## BEGIN Working data

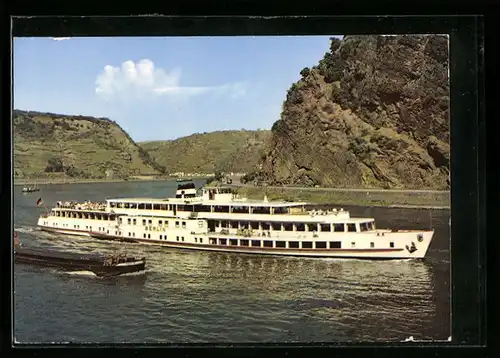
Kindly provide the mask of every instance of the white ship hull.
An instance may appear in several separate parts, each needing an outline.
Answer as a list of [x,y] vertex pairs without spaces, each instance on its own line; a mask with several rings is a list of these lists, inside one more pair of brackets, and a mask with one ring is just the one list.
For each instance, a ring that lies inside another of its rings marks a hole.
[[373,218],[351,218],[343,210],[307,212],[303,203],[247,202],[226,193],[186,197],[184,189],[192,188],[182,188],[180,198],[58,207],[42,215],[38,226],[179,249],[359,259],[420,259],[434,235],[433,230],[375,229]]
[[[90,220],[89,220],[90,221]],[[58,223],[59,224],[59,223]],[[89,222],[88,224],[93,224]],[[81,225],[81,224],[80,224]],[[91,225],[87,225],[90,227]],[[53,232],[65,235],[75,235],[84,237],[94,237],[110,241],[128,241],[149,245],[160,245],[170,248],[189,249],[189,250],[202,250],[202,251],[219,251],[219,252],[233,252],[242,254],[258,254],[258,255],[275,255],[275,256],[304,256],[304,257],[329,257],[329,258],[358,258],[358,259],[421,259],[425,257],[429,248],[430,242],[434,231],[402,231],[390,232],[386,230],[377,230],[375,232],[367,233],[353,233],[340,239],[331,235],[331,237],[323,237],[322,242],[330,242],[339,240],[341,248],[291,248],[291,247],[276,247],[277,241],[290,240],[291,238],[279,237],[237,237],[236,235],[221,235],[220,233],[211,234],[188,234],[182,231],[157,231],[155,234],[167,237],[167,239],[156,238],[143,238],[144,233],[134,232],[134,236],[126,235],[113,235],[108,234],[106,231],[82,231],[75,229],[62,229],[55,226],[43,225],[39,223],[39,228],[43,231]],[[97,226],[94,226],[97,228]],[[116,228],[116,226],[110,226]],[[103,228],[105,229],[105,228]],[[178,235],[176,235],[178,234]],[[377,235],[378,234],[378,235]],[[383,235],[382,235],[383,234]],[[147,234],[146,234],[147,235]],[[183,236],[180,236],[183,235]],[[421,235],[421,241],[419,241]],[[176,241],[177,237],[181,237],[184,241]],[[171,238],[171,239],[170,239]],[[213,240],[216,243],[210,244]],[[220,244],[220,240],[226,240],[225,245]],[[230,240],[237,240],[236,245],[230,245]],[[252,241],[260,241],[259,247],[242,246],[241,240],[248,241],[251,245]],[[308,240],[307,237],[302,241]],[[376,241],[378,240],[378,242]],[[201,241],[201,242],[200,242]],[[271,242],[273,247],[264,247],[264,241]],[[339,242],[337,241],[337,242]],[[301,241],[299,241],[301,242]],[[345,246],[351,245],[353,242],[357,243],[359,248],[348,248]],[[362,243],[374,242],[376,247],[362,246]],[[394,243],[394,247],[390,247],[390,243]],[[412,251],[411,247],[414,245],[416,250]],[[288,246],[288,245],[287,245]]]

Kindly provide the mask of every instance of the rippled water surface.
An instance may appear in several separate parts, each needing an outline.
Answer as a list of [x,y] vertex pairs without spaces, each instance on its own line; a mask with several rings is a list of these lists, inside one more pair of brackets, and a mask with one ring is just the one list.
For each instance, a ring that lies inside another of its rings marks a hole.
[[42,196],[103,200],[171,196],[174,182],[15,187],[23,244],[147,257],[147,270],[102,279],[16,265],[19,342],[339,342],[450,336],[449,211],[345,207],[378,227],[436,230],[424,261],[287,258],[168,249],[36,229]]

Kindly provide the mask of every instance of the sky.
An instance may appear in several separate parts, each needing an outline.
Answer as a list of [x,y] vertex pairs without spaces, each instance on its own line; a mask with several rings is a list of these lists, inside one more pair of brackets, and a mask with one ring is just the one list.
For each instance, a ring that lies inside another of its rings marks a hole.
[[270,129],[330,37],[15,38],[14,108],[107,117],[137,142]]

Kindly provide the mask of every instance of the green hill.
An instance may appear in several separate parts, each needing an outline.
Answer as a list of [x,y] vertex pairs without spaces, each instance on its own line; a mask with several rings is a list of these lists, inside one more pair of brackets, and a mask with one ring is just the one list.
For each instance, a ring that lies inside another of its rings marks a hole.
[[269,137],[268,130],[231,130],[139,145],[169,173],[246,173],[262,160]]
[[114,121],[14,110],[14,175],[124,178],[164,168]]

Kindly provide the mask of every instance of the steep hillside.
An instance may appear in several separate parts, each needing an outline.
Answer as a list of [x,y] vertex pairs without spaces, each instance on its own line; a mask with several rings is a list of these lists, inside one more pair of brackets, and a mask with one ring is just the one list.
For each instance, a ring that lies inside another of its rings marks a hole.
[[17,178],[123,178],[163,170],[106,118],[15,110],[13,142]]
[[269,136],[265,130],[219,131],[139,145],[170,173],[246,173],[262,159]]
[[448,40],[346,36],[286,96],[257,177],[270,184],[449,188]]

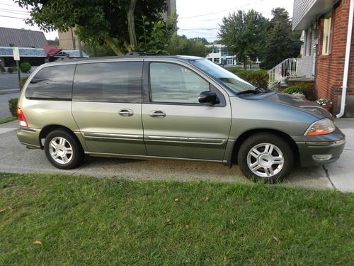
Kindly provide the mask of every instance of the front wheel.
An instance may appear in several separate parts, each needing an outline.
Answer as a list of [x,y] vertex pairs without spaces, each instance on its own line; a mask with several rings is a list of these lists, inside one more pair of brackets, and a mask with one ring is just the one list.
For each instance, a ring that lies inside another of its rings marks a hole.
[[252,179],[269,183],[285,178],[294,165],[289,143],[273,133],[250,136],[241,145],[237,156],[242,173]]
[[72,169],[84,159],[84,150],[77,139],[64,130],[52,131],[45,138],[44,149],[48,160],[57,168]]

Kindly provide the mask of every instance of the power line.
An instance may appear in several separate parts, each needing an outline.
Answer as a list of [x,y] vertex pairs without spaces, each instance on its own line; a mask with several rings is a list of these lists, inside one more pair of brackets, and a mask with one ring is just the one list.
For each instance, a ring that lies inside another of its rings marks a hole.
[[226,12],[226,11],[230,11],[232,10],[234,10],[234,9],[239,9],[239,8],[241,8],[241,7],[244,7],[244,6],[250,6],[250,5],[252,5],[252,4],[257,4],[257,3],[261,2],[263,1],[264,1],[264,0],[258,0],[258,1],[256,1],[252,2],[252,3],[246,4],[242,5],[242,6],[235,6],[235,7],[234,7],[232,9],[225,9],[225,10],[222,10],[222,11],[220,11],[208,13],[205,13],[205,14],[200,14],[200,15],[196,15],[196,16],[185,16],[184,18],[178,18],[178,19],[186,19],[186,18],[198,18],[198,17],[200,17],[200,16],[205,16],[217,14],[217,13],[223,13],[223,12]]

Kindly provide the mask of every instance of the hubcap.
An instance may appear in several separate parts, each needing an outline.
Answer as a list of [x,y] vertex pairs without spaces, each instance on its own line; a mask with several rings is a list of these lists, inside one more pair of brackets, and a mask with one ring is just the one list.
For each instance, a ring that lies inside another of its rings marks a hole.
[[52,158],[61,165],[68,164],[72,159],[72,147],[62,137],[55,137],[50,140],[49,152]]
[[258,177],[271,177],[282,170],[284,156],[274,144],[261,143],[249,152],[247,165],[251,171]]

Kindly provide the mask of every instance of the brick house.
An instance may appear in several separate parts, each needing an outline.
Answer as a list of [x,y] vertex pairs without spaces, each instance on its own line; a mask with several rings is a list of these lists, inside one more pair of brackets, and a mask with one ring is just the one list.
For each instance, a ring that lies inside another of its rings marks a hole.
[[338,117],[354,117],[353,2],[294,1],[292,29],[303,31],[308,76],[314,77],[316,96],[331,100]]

## END Working data

> Do this
Pictures don't belong in the copy. Transcribe every record exactly as it appears.

> Answer
Kindly provide the mask of every instance of the white ship hull.
An instance may appear in several separate parts, each needing an outline.
Answer as a list of [x,y] vertex pairs without spaces, each instance on its own line; a mask with several rings is a list of these lists, inside one more pair of brackets, and a mask with one ring is just the one list.
For each instance, a ring that lies inside another of its rings marks a hole.
[[373,218],[351,218],[343,210],[307,212],[303,203],[247,202],[226,193],[186,197],[184,189],[192,188],[182,188],[180,198],[58,207],[42,215],[38,226],[179,249],[359,259],[420,259],[434,235],[433,230],[375,229]]
[[[90,220],[89,220],[90,221]],[[58,223],[59,224],[59,223]],[[89,222],[88,224],[93,224]],[[81,225],[81,224],[80,224]],[[91,225],[87,225],[90,227]],[[53,232],[65,235],[75,235],[84,237],[94,237],[110,241],[128,241],[149,245],[160,245],[170,248],[189,249],[189,250],[202,250],[202,251],[219,251],[219,252],[233,252],[242,254],[258,254],[258,255],[275,255],[275,256],[304,256],[304,257],[329,257],[329,258],[358,258],[358,259],[421,259],[425,257],[429,248],[430,242],[434,231],[402,231],[390,232],[386,230],[377,230],[375,232],[367,233],[353,233],[340,239],[331,235],[331,237],[323,237],[322,242],[330,242],[339,240],[341,248],[291,248],[291,247],[276,247],[277,241],[290,240],[291,238],[279,237],[237,237],[236,235],[221,235],[220,233],[211,234],[188,234],[182,231],[157,231],[155,234],[167,237],[167,239],[156,238],[143,238],[144,233],[134,232],[134,236],[126,235],[113,235],[108,234],[106,231],[82,231],[75,229],[62,229],[55,226],[43,225],[39,223],[39,228],[43,231]],[[97,226],[94,226],[97,228]],[[116,228],[116,226],[110,226]],[[103,228],[105,229],[105,228]],[[178,235],[176,235],[178,234]],[[377,235],[378,234],[378,235]],[[383,235],[382,235],[383,234]],[[147,234],[146,234],[147,235]],[[183,236],[180,236],[183,235]],[[421,235],[421,241],[419,241]],[[176,241],[177,237],[181,237],[184,241]],[[171,238],[171,239],[170,239]],[[213,240],[216,243],[210,244]],[[220,244],[220,240],[226,240],[225,245]],[[230,240],[237,240],[236,245],[230,245]],[[252,241],[260,241],[259,247],[242,246],[241,240],[248,241],[251,245]],[[308,240],[307,237],[302,241]],[[376,241],[378,240],[378,242]],[[201,241],[201,242],[200,242]],[[271,242],[273,247],[264,247],[264,241]],[[339,242],[337,241],[337,242]],[[301,241],[299,241],[301,242]],[[345,246],[351,245],[353,242],[357,243],[359,248],[348,248]],[[362,243],[374,242],[376,247],[362,246]],[[394,243],[394,247],[390,247],[390,243]],[[412,251],[411,247],[414,245],[416,250]],[[288,246],[288,245],[287,245]]]

Kindly provide the mask of every instance of the rippled water surface.
An instance may appear in several separate parts, each needing an outline.
Answer as a list of [x,y] vertex pairs without spaces, each instance on its own line; a mask with several rings is a list of these lists, inside one more pair of brackets, and a mask with one ring is just the one list.
For each instance, a ring that lies inside another of its rings marks a hole.
[[42,196],[103,200],[171,196],[174,182],[15,187],[23,244],[147,257],[147,270],[102,279],[16,265],[19,342],[339,342],[450,336],[449,211],[345,207],[378,227],[436,230],[424,261],[287,258],[168,249],[36,229]]

Kindly provide the mask of every instance of the sky.
An instance may appear in several separate parts, each needing an outline.
Answer as a list of [x,y] vertex pairs without spaces, each instance on its own line; a mask with several rings is a list of these lists, inside one more pair of brackets, and a mask with one ring is just the one list.
For each instance, a ring that lies inside another of its rings marks a hole.
[[270,129],[330,37],[15,38],[14,108],[107,117],[137,142]]

Kindly provide the mask of every instance of the green hill.
An instance may appear in several separate parts, each needing an outline.
Answer as a list of [x,y] vertex pairs without spaces, each instance on its own line; a mask with several rings is a list of these lists, inside one more pair of brackets, and a mask with one ring is just the one list.
For each instance, a ring that lies inside another of its rings marks a hole.
[[269,137],[268,130],[231,130],[139,145],[169,173],[246,173],[262,160]]
[[114,121],[14,110],[14,175],[124,178],[164,168]]

Kindly provide the mask of every instance of the steep hillside.
An instance may appear in several separate parts, each needing an outline.
Answer as a list of [x,y] vertex pairs without spaces, each instance on its own line; a mask with several rings is a list of these lists, inside one more pair of brackets, and a mask with one ring is just the one list.
For each instance, a ring that lies inside another of its rings marks a hole.
[[17,178],[123,178],[163,170],[106,118],[15,110],[13,142]]
[[269,136],[265,130],[219,131],[139,145],[170,173],[246,173],[262,159]]
[[448,40],[346,36],[286,96],[257,177],[270,184],[449,188]]

Kindly provide the mask of every instance of the front wheel.
An instance may appear in several separate parts, each needing an outline.
Answer as a list of [x,y] vertex pairs without spaces, each instance on its own line; a mask with several rings is a list of these lists, inside one more pair of brackets, and a mask with one ring is just the one list.
For each instance, a ring that lies inside another of its rings marks a hole.
[[252,179],[269,183],[285,178],[294,165],[289,143],[273,133],[250,136],[241,145],[237,156],[242,173]]
[[72,169],[84,159],[84,150],[77,139],[64,130],[52,131],[45,138],[44,149],[48,160],[57,168]]

Kindly provide the mask of every instance of the power line.
An instance may appear in several separate parts, each needing an outline.
Answer as a list of [x,y] vertex pairs without spaces, each instance on its own line; a mask with several rings is a list of these lists, inside one more pair of brackets, and a mask with one ring is just the one list.
For each instance, a ring that lies inside another of its rings marks a hole.
[[226,12],[226,11],[230,11],[232,10],[234,10],[234,9],[239,9],[239,8],[241,8],[241,7],[244,7],[244,6],[250,6],[250,5],[252,5],[252,4],[257,4],[257,3],[261,2],[263,1],[264,1],[264,0],[258,0],[258,1],[256,1],[252,2],[252,3],[246,4],[242,5],[242,6],[235,6],[235,7],[234,7],[232,9],[225,9],[225,10],[222,10],[222,11],[220,11],[208,13],[205,13],[205,14],[200,14],[200,15],[196,15],[196,16],[185,16],[184,18],[178,18],[178,19],[186,19],[186,18],[198,18],[198,17],[200,17],[200,16],[205,16],[217,14],[217,13],[223,13],[223,12]]

Kindly provide the mask of every instance of the hubcap.
An instance may appear in several separate parts, each needing an outline.
Answer as a list of [x,y] vertex pairs without spaces, each instance on its own line; a mask with several rings is a list of these lists, inside one more pair of brackets, and a mask with one ring is just the one list.
For each instance, a ring that lies inside another of its rings marks a hole.
[[52,158],[61,165],[68,164],[72,159],[72,147],[62,137],[55,137],[50,140],[49,152]]
[[258,177],[271,177],[282,170],[284,156],[274,144],[261,143],[249,152],[247,165],[251,171]]

Kindly provide the mask of every instance of the brick house.
An instance may appear in several separate parts, each needing an outline.
Answer as a list of [x,y] vertex pairs without spaces, each instance on its own line; a mask with several rings is a list of these lists, inside one more pair of brackets, and a mask with one ring is just the one list.
For each instance, a ring that lies inside another of its rings marks a hole.
[[338,117],[354,117],[353,2],[294,1],[292,29],[303,31],[308,76],[314,77],[316,96],[331,100]]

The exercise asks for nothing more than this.